#### Your instructions:
Reproduce the entries word for word, and omit any picture you find in them.

#### Raw records:
## start

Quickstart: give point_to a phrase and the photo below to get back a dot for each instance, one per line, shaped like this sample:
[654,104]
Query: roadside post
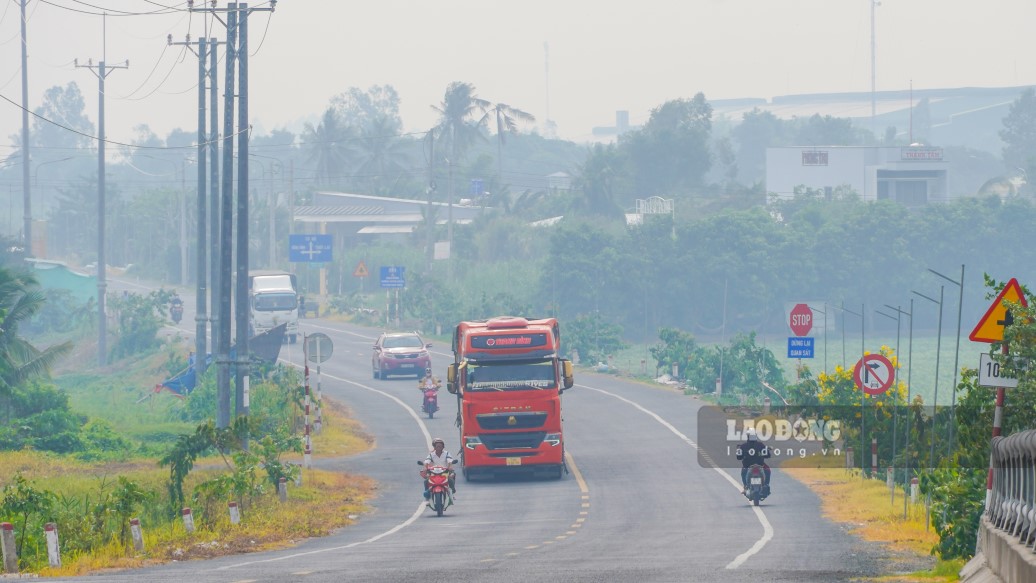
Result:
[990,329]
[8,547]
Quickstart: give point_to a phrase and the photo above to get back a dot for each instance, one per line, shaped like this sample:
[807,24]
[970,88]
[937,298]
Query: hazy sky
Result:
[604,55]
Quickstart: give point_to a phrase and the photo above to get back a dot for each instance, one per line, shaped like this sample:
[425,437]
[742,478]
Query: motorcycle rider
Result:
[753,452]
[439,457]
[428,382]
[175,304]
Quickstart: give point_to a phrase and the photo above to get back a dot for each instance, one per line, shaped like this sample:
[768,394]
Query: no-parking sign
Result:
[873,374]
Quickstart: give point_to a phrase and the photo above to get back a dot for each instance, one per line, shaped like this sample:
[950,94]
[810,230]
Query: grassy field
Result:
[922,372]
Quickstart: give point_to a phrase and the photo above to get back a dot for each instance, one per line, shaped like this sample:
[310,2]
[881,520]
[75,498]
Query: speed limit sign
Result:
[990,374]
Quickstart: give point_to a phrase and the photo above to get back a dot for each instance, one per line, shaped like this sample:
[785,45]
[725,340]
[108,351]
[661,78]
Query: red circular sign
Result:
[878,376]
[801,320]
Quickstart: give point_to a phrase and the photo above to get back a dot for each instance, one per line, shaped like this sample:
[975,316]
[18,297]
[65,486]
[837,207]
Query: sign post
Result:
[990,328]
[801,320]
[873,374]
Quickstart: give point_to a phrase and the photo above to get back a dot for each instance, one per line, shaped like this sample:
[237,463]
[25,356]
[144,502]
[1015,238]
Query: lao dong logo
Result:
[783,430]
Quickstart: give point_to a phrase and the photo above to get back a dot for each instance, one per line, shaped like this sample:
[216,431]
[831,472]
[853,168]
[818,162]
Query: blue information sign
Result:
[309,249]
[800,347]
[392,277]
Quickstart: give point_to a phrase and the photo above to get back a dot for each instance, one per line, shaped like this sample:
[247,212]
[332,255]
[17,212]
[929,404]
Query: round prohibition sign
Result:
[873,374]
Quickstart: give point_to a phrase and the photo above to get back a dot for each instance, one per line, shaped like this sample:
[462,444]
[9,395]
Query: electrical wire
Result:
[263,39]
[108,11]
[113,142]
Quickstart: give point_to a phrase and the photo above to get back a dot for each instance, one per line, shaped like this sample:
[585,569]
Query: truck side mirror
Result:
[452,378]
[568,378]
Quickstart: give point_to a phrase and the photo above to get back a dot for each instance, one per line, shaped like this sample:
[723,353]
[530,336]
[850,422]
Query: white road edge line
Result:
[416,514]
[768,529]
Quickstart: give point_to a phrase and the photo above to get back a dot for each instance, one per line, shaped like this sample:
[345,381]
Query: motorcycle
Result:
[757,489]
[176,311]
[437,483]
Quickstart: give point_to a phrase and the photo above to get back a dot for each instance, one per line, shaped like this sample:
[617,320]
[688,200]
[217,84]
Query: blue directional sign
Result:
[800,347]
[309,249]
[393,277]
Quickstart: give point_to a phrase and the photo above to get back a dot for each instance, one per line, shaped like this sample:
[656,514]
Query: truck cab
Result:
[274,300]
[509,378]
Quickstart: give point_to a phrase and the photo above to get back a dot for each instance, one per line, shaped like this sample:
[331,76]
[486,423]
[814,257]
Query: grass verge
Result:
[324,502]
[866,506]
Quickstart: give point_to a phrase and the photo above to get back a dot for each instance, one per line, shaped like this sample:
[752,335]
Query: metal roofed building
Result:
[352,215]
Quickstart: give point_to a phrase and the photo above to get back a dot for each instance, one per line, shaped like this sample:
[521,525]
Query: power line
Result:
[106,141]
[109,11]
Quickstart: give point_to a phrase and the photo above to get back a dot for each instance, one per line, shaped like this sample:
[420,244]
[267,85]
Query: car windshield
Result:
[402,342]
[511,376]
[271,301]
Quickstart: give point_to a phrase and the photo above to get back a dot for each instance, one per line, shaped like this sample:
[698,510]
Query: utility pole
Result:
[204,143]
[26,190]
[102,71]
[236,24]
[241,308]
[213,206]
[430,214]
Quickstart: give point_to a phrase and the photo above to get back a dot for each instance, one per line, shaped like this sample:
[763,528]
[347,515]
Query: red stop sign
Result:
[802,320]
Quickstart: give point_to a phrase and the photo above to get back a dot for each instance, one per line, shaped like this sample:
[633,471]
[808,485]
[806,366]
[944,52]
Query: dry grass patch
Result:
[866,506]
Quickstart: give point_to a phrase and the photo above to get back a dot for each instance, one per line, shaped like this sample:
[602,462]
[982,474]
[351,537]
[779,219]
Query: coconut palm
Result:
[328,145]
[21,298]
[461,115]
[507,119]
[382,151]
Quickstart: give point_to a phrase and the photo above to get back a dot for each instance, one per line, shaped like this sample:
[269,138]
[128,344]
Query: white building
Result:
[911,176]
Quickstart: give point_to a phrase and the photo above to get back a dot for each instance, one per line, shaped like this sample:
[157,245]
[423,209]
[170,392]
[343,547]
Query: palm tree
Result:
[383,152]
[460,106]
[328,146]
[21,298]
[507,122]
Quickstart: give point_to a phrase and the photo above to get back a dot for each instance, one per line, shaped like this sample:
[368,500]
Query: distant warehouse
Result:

## end

#### Written response:
Quickstart: give point_to a phrase and the photo below to get back a dot for each instance, one per line, shaped like this sample:
[654,104]
Query: roadside post
Result:
[990,329]
[8,547]
Quickstart: give point_to a phrase and the photo above to get back a dot for each instance, one per line, shaped like this sample:
[807,24]
[970,88]
[937,298]
Query: hazy sky
Result:
[604,55]
Quickstart: give point_to a phrase and the photo above to get back a dot for each instance, one per line, shaped like this sample:
[425,437]
[742,478]
Query: motorcycle rider
Result:
[753,452]
[439,457]
[428,382]
[175,304]
Quickstart: give point_to a phrase and the photo above to get back a dot for each instance, one per line, shaped like this sample:
[768,394]
Query: no-parking sign
Result:
[873,374]
Quickstart: give point_to a phrase and the photo above to get back a dot for each instance, one per line, shaped like this sample:
[950,94]
[810,230]
Query: grassy field
Result:
[922,372]
Quickstart: give point_to a phrase and the photo above to get back a dot for each instance, one per line, shaped like this sample:
[310,2]
[881,520]
[75,498]
Query: speed limit sign
Result:
[990,374]
Quickstart: give point_to a phrase and the photo above to get back a dot for each instance, one per line, shaped like this sample:
[785,45]
[725,340]
[108,351]
[661,78]
Query: red circular sign
Result:
[878,376]
[801,320]
Quickstart: give point_to a phrase and the photo above to get back a dot for each instance, one per line, shaped like this sample:
[975,316]
[18,297]
[65,486]
[837,207]
Query: sign post
Result:
[990,328]
[801,320]
[873,374]
Quickstart: give point_to a phrase and the photo above to get back a dot for each instance, one per line, shaped like this sample:
[237,463]
[25,356]
[144,502]
[1015,238]
Query: lao dong logo
Result:
[783,430]
Quickstart: give point_to a phrase and the photo above to get back a dot for each instance, one per line, shaped like this sample:
[216,431]
[831,472]
[853,168]
[818,162]
Query: blue information sign
Result:
[309,249]
[800,347]
[392,277]
Quickstart: give point_to a phrase and the photo above to get back a dot for each instance, one per line, shaped like this sample:
[247,212]
[332,255]
[17,212]
[929,404]
Query: round prohibition sign
Result:
[873,374]
Quickstart: give point_to a phrase and the photo above to get back a dot for each instance, one per line, shaped like this sample:
[462,444]
[9,395]
Query: electrical wire
Result:
[263,39]
[108,11]
[113,142]
Quickstart: give point_to a phrase and the photo above to get back a dot for each instance, one per line, shaped like this sample:
[585,569]
Query: truck side mirror
Result:
[452,378]
[568,378]
Quickstart: give point_to a phrase and the photo above to get back a dot for each instance, one per line, shaped like this sample:
[723,353]
[530,336]
[850,422]
Query: white road edge line
Result:
[416,514]
[768,529]
Quickstart: give point_to a phrase and the photo above to get back a dot for each instance, one per line, shaped like this sample:
[345,381]
Query: motorcycle
Result:
[757,489]
[176,311]
[437,483]
Quickstart: give point_to a phrase and the photo above to get back a dot for each instance, one per line, shaped like this sample:
[617,320]
[688,200]
[217,84]
Query: blue directional sign
Result:
[800,347]
[309,249]
[393,277]
Quickstart: give point_to a phrase and the photo above to get back a dot for each instance, one per line, shaped like this sample:
[656,514]
Query: truck cab
Result:
[274,300]
[509,378]
Quickstart: give point_to a phrase and the photo above to get back a dot for each instance, one per line, shaped like this sample:
[331,76]
[486,423]
[814,257]
Query: grass verge
Result:
[324,502]
[866,506]
Quickstart: give point_to a phrase and the photo above to get back a dot for each instance, one per line, shaped like this sample:
[752,335]
Query: metal roofed building
Result:
[352,215]
Quickstart: give point_to a phrase and the photo above to get back a dot for each instance, one per line, shaped like this sample:
[521,525]
Query: power line
Result:
[106,141]
[109,11]
Quickstart: give point_to a phrase and the photo above to get back a dot for each instance, one per line, shaped like this sample:
[420,244]
[267,85]
Query: car windshield
Result:
[402,342]
[511,376]
[271,301]
Quickstart: give point_to a phrase and the photo above to get back a dot for each instance, one per line, shaped like this sample:
[698,510]
Query: utility pole
Result:
[204,143]
[26,190]
[102,71]
[236,24]
[241,308]
[213,206]
[430,214]
Quickstart: give point_to a phrase and the photo above to get back a dot for each instance, one per line, shaped like this sample:
[763,528]
[347,515]
Query: red stop sign
Result:
[802,320]
Quickstart: give point_to a phrase and the photo above to get back a dot for each instance, one per line, shaped like this sample:
[633,471]
[808,485]
[806,366]
[944,52]
Query: dry grass patch
Result:
[866,506]
Quickstart: give point_to a phrase and the photo above to get back a dot for each instance, one per line, shaped like this sample:
[602,462]
[982,474]
[351,537]
[779,219]
Query: coconut palm
Result:
[328,145]
[21,298]
[461,115]
[507,119]
[382,151]
Quickstart: give point_to a phrase and the photo above to get back a dot for each instance, one per line, shaped like this sample:
[269,138]
[128,344]
Query: white building
Result:
[911,176]
Quickstart: give point_to a phrase and the photo above to get back a dot for each instance, one per line, shaped like this sample:
[157,245]
[423,209]
[170,392]
[343,547]
Query: palm tree
Result:
[383,152]
[460,106]
[328,146]
[21,298]
[507,122]
Quickstart: give point_to a phrase and the photo above to get back a dot for each instance, one per line, shaped like this sample:
[368,500]
Query: distant warehouse
Result:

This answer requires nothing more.